In your copy, leave out the pictures and repeat the entries below exactly.

Entries shown START

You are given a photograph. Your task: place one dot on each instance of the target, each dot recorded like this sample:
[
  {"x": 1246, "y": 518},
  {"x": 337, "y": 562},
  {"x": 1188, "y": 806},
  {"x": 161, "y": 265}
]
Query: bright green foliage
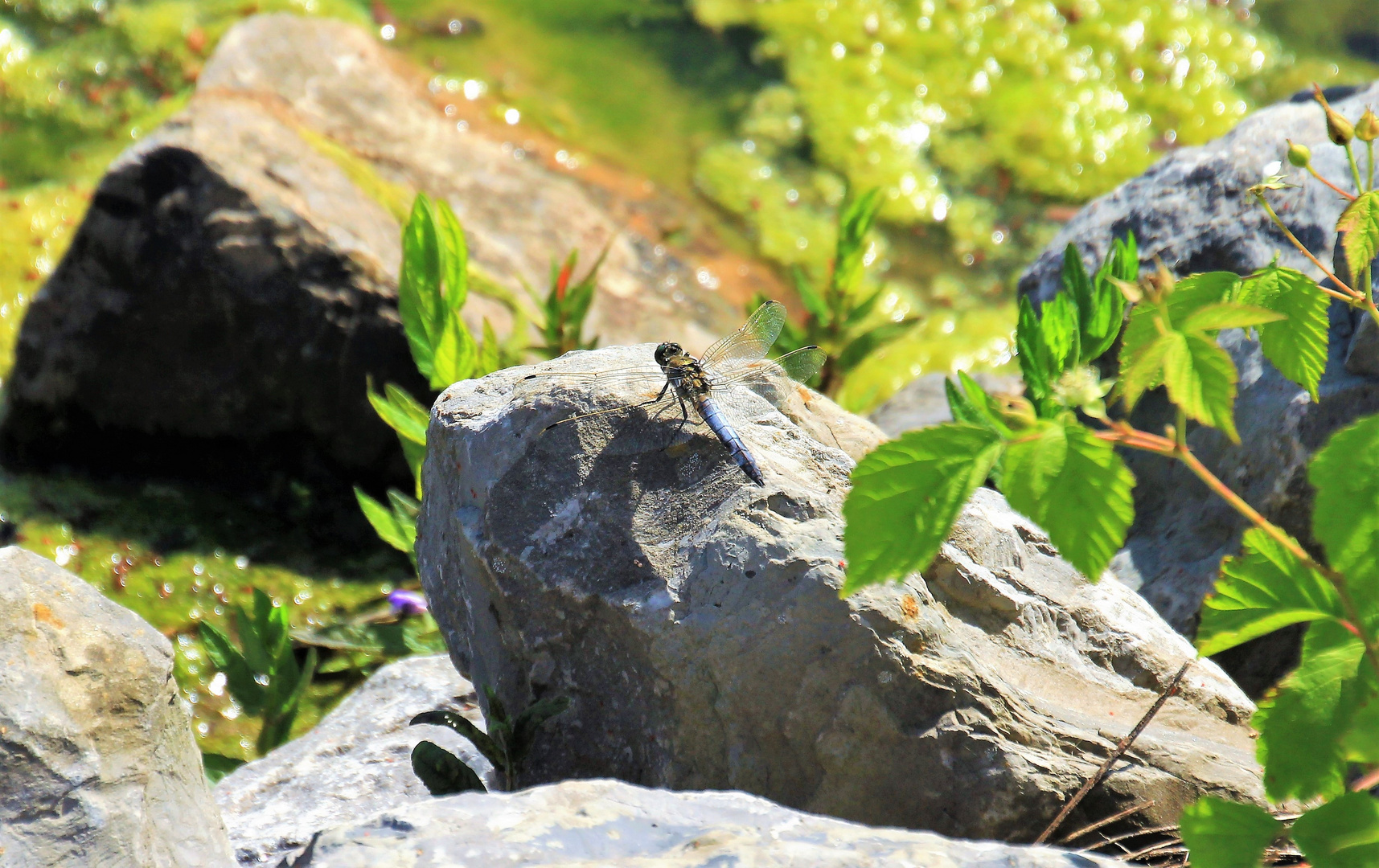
[
  {"x": 1259, "y": 592},
  {"x": 1344, "y": 514},
  {"x": 443, "y": 772},
  {"x": 1340, "y": 834},
  {"x": 262, "y": 674},
  {"x": 1296, "y": 345},
  {"x": 396, "y": 522},
  {"x": 1302, "y": 725},
  {"x": 507, "y": 740},
  {"x": 842, "y": 317},
  {"x": 1360, "y": 223},
  {"x": 566, "y": 308},
  {"x": 1225, "y": 834},
  {"x": 908, "y": 493},
  {"x": 1074, "y": 487}
]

Entries shown END

> [Completed exercise]
You are given a photograph. Your task: place one dot on each instance of the target, each dot recorded like this sample:
[
  {"x": 1246, "y": 518},
  {"x": 337, "y": 562},
  {"x": 1188, "y": 806},
  {"x": 161, "y": 265}
]
Query: bright green foliage
[
  {"x": 1259, "y": 592},
  {"x": 1344, "y": 514},
  {"x": 443, "y": 772},
  {"x": 1340, "y": 834},
  {"x": 262, "y": 674},
  {"x": 1296, "y": 345},
  {"x": 396, "y": 522},
  {"x": 1302, "y": 725},
  {"x": 507, "y": 740},
  {"x": 842, "y": 317},
  {"x": 1360, "y": 223},
  {"x": 566, "y": 308},
  {"x": 1225, "y": 834},
  {"x": 908, "y": 493},
  {"x": 1074, "y": 487}
]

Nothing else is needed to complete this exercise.